*PROMPT:*
Write each line exactly as it stands, from the line containing "of the dark" through the end of the data.

---+---

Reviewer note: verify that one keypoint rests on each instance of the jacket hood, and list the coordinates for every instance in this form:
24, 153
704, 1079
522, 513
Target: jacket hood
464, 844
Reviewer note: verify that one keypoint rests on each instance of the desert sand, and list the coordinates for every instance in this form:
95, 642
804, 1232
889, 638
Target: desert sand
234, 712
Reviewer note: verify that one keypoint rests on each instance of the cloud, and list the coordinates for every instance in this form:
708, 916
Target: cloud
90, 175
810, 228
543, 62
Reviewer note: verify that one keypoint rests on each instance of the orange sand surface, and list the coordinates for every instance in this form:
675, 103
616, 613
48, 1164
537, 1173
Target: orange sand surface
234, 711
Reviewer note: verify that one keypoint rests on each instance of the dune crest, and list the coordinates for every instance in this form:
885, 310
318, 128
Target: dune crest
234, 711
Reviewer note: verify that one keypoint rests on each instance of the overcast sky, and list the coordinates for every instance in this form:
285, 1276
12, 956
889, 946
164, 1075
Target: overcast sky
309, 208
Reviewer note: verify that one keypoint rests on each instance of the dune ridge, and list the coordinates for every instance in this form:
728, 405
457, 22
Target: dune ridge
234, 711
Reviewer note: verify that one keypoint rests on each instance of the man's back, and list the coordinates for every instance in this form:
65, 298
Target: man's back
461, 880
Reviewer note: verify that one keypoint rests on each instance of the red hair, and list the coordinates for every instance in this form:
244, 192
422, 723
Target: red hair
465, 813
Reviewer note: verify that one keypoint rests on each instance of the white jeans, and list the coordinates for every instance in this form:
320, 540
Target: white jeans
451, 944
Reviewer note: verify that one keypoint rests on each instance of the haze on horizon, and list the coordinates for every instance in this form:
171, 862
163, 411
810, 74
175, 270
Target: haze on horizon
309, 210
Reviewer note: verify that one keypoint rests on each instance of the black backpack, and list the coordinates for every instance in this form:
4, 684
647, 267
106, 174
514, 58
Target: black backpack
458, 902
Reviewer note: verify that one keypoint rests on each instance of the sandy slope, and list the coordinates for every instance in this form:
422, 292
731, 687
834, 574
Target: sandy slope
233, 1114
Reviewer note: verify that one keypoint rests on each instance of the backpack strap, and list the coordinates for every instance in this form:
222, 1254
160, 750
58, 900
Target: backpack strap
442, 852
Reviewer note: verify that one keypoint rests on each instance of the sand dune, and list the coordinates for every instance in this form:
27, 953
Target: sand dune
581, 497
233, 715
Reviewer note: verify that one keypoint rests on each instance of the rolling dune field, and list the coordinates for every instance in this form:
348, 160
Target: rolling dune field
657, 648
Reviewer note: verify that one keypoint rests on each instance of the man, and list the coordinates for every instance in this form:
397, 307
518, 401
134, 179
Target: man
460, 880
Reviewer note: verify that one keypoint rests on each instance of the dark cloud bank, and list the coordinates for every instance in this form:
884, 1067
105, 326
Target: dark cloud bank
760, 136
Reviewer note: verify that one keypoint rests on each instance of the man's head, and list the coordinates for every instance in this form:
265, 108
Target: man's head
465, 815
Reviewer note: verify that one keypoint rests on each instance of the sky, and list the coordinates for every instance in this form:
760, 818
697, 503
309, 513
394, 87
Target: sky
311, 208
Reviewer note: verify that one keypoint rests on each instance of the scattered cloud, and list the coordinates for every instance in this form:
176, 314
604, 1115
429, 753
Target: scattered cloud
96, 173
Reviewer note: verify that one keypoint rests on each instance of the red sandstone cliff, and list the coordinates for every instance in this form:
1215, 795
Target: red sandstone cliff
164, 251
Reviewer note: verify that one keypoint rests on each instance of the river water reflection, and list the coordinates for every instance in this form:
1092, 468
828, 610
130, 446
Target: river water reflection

---+---

*SOLUTION TO THE PROBLEM:*
Reviewer note: verify that one keypoint rests on each instance of the dark cloud bank, and list the coordinates for every instance in this form:
884, 1067
105, 326
Target: dark cloud bank
760, 136
Reviewer note: verify that one keypoint rests on each instance of the man's head, and list the coordinates for every instance in this form:
265, 108
Target: man's head
465, 815
Reviewer note: verify that one keypoint rests on each instance of the sky, and list the coordinates for every instance in this form:
760, 818
697, 503
309, 513
394, 87
Target: sky
311, 208
Reviewer note: verify that one keypoint rests on each instance of the scattered cloud, and list the coordinates for every instance in this form:
176, 314
604, 1115
429, 753
Target: scattered cloud
96, 173
Reviewer note: verify that one keypoint rests on each instance of the red sandstone cliff, and list the coordinates for every instance in this form:
1215, 795
Target: red sandstone cliff
164, 251
Reviewer note: verify that one keypoint rests on each instance of the river water reflection, and list the coordinates for every instance in this form:
1092, 468
828, 610
130, 446
Target: river water reflection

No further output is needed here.